### WRITTEN EXERCISE:
From the line that contains "If you would be willing to mark the tree with" to the last line of the data below, transcribe every line exactly. Do not include the pictures.

### SUPPLIED INFORMATION:
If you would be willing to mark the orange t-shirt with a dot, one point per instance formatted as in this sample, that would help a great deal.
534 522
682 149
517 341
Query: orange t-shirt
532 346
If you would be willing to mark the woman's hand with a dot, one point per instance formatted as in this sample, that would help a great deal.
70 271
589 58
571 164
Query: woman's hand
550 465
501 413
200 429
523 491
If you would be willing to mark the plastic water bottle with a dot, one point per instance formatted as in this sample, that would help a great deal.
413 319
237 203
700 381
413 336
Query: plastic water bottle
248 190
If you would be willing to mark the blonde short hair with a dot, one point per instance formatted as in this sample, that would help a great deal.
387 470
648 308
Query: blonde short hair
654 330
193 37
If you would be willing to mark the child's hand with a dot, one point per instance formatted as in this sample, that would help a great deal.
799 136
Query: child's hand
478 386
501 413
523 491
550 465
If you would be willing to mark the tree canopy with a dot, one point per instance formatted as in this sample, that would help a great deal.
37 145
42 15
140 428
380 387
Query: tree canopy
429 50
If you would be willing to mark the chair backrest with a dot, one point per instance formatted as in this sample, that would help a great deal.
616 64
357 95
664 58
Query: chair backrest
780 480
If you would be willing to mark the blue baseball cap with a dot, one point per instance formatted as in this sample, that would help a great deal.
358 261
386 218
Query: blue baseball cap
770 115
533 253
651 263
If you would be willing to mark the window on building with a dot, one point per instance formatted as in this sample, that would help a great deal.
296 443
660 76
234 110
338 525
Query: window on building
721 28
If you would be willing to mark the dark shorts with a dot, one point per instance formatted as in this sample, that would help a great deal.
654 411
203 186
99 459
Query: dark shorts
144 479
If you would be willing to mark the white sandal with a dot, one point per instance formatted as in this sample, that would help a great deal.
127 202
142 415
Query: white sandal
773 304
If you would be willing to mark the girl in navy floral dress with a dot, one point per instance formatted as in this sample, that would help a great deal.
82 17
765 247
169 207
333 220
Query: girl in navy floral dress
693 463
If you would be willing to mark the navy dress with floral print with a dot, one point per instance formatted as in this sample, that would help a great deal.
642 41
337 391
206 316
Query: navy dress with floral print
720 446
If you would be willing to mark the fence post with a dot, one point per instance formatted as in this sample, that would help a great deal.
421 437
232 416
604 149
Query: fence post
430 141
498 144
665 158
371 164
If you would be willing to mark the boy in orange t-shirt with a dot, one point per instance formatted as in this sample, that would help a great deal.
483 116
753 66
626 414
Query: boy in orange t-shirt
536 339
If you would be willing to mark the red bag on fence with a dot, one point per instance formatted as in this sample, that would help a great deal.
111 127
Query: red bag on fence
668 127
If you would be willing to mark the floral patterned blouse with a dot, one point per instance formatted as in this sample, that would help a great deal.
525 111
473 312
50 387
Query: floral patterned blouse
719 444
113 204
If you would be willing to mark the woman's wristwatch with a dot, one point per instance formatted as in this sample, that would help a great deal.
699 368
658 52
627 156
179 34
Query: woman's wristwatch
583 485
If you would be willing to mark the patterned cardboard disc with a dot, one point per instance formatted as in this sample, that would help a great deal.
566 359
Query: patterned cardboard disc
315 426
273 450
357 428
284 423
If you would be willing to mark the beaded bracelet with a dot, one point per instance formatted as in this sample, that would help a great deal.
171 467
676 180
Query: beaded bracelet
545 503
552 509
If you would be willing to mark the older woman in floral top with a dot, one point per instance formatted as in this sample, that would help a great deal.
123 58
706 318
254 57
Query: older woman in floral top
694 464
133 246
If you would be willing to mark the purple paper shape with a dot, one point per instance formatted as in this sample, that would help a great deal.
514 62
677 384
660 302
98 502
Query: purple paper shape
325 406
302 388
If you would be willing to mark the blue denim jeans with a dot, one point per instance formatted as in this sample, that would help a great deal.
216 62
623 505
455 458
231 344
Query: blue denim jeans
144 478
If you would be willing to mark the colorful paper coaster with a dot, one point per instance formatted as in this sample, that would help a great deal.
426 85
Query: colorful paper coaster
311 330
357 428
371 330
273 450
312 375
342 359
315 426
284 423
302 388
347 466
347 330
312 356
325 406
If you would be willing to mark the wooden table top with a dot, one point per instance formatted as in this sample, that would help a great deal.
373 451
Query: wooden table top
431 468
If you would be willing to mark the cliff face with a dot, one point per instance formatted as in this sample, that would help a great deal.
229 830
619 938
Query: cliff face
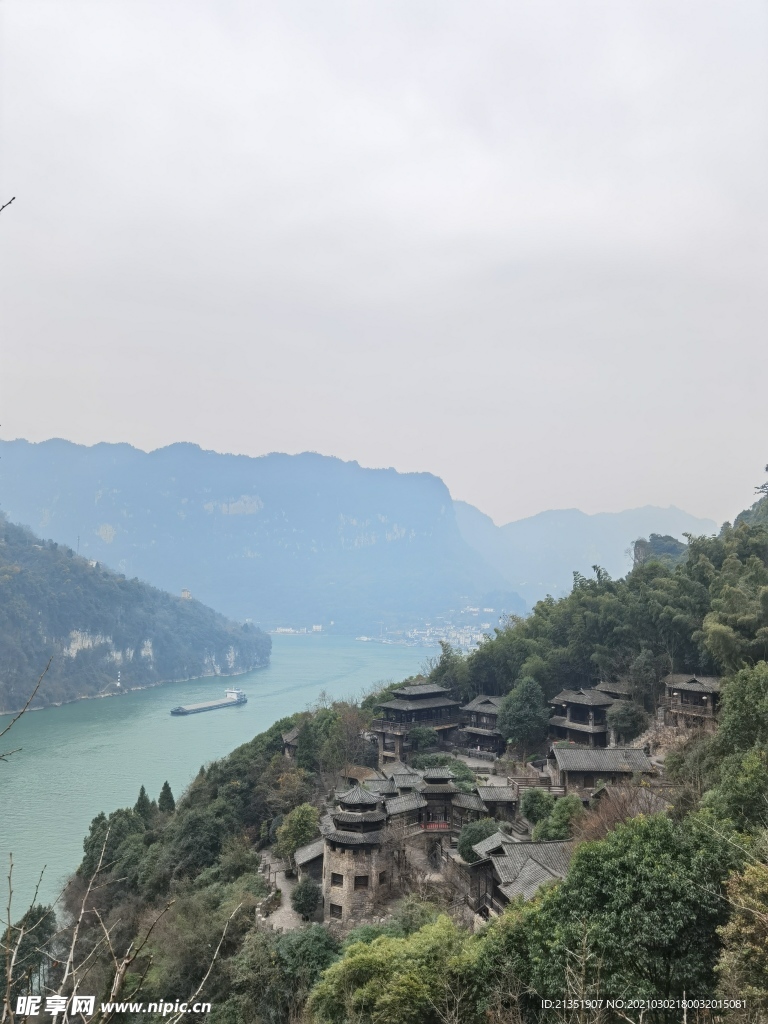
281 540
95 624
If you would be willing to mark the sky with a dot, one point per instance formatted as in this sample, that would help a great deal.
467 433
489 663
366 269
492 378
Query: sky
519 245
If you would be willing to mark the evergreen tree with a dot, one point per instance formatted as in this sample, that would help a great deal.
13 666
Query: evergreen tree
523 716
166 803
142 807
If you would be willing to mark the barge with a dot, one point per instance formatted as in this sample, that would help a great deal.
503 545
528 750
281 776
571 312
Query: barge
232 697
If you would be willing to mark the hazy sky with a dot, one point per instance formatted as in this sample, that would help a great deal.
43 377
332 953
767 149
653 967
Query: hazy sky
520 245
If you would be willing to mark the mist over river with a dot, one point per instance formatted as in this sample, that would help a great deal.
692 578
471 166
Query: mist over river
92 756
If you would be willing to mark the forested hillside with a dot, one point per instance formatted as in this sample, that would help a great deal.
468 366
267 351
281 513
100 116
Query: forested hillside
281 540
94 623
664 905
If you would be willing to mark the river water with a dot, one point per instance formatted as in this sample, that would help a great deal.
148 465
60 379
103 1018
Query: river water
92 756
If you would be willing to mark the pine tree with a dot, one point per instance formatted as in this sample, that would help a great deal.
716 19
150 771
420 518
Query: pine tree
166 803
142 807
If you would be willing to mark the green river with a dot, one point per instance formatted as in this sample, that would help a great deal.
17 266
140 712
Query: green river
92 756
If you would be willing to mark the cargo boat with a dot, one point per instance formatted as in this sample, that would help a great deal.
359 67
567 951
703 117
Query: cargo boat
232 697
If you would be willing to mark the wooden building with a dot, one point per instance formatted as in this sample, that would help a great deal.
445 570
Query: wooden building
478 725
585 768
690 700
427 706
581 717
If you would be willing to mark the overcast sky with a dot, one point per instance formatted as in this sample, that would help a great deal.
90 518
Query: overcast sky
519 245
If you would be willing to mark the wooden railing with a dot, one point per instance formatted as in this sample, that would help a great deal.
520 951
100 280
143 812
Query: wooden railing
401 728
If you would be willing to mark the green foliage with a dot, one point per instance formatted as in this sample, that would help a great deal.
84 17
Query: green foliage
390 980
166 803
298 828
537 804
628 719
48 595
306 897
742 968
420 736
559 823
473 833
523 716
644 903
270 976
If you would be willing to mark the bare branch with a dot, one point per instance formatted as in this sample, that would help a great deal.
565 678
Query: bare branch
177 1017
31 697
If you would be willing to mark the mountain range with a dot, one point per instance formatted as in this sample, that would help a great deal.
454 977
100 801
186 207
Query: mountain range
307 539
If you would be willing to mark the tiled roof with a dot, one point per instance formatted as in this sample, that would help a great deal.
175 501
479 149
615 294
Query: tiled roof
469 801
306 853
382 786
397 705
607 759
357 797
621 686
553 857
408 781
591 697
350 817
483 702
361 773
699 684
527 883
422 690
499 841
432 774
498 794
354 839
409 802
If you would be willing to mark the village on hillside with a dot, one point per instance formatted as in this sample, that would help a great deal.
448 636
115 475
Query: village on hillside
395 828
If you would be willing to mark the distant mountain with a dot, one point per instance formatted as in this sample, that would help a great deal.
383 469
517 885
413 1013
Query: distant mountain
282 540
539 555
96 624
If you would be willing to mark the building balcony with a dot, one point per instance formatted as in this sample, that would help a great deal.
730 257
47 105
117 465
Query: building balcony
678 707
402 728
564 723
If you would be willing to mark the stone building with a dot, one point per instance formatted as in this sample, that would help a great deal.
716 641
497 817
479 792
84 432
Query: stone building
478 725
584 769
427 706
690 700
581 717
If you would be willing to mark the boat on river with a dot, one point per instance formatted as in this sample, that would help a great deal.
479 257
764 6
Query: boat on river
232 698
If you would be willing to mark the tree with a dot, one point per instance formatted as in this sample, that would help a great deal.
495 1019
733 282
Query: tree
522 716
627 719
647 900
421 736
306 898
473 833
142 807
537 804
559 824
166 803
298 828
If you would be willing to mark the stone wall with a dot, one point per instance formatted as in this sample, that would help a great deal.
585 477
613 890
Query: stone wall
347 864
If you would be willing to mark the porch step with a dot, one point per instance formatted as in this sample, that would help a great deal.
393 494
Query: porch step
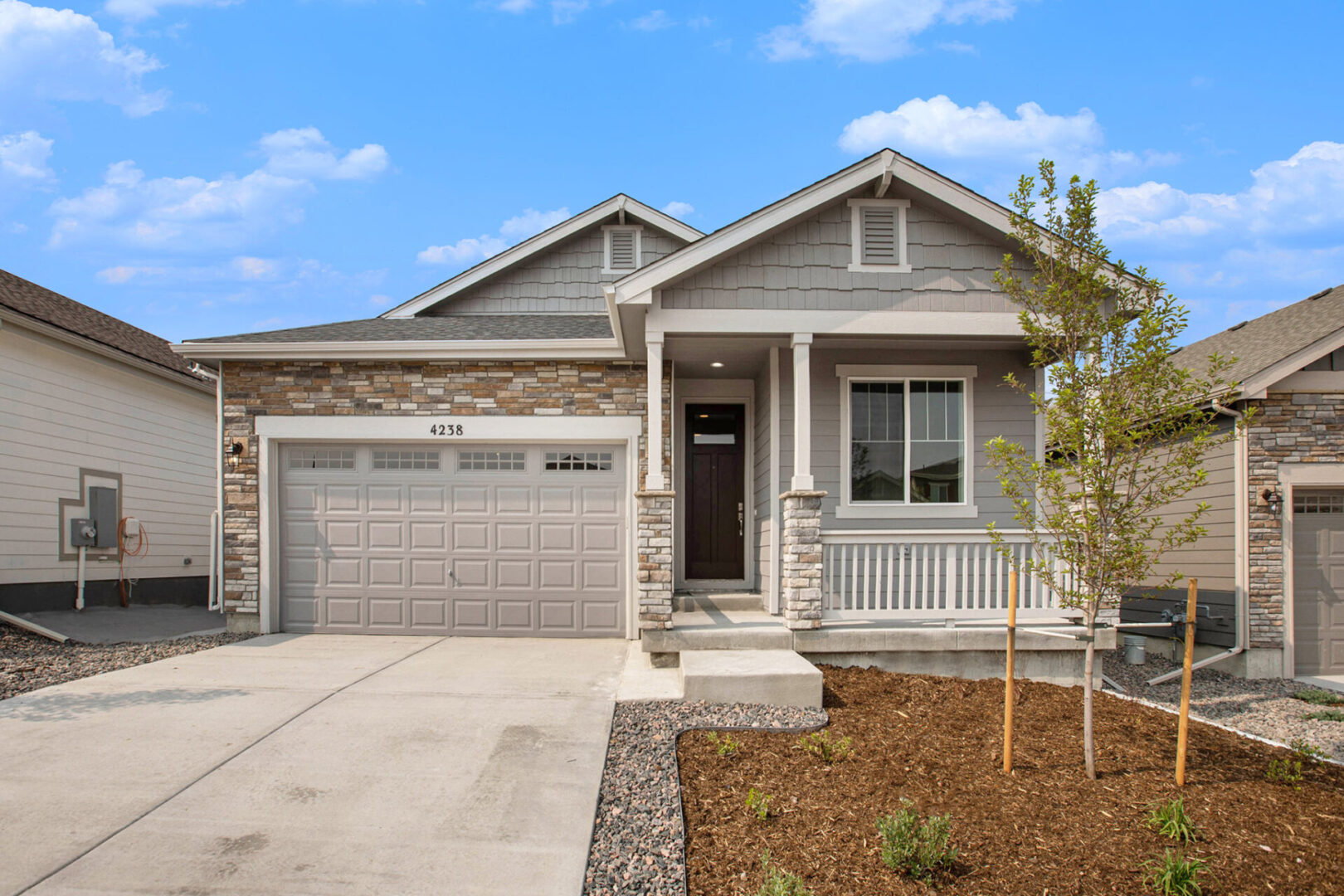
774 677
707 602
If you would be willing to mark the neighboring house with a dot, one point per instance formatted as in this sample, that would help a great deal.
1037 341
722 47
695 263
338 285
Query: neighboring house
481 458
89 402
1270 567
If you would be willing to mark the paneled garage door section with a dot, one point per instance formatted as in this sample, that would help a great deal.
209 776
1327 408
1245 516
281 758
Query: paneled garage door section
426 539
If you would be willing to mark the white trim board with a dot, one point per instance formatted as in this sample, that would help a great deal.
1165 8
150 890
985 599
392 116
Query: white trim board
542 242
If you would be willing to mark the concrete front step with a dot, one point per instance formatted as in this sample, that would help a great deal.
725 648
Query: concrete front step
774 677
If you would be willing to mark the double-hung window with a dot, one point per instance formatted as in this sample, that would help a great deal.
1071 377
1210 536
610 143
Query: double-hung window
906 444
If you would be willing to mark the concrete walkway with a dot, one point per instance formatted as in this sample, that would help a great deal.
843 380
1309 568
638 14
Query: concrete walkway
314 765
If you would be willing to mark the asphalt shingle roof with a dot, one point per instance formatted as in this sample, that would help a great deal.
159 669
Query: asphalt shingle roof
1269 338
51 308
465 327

### REPLY:
If you would be willing to mark the tree with a dot, one point per instance formatted as in this sample, that would help a great deal.
495 1019
733 282
Query: tree
522 716
627 719
647 900
421 736
306 898
473 833
142 807
537 804
559 824
166 803
298 828
If you would be willing to mark the stone wall with a dot, one point per instance formatted as in this sample, that would help a great deal.
585 477
613 890
Query: stone wall
347 864
If you would be willing to mark the porch step with a dot, one point per instance formatted as in this sample, that would help a great deal.
393 494
Query: porch step
774 677
707 602
If you would be willing to mark the neighboring house with a dot, one point per instance formatted as in this sample, that would help a great deal.
1037 341
722 47
695 263
338 285
Query: neighboring house
481 458
89 402
1270 567
If you would be willing to mark the paneled garage door section with a dot, one point per instance formatted as in this sample, that would help a great deal.
209 776
1327 408
1245 516
281 758
Query: paneled garage door section
426 539
If you would be willing to mark the white trim board with a dot, one point per instance formatted as in this sample, that would help a great deal.
1165 8
150 890
985 599
392 116
Query: white trim board
542 242
If you would be willing to mark the concrete front step with a dot, one point per instance formatted as in this sample, that would help a great deal.
725 648
Query: concrete front step
774 677
If you would be willing to mark the double-hung window with a dot, one point per instance formatted as in this sample, that would help a great deal.
1071 377
1210 536
610 143
Query: double-hung window
906 444
If you would be willing to mark the concrete walkway with a dot, one point per instance formatted as in this sample, that would help a great deal.
843 380
1309 568
638 14
Query: concrete walkway
314 765
If you would be willing to mark the asphalt shingle roof with a dot, one point per instance formatted as in this sample, that would help a great deal.
159 669
Query: asphalt shingle roof
1269 338
51 308
465 327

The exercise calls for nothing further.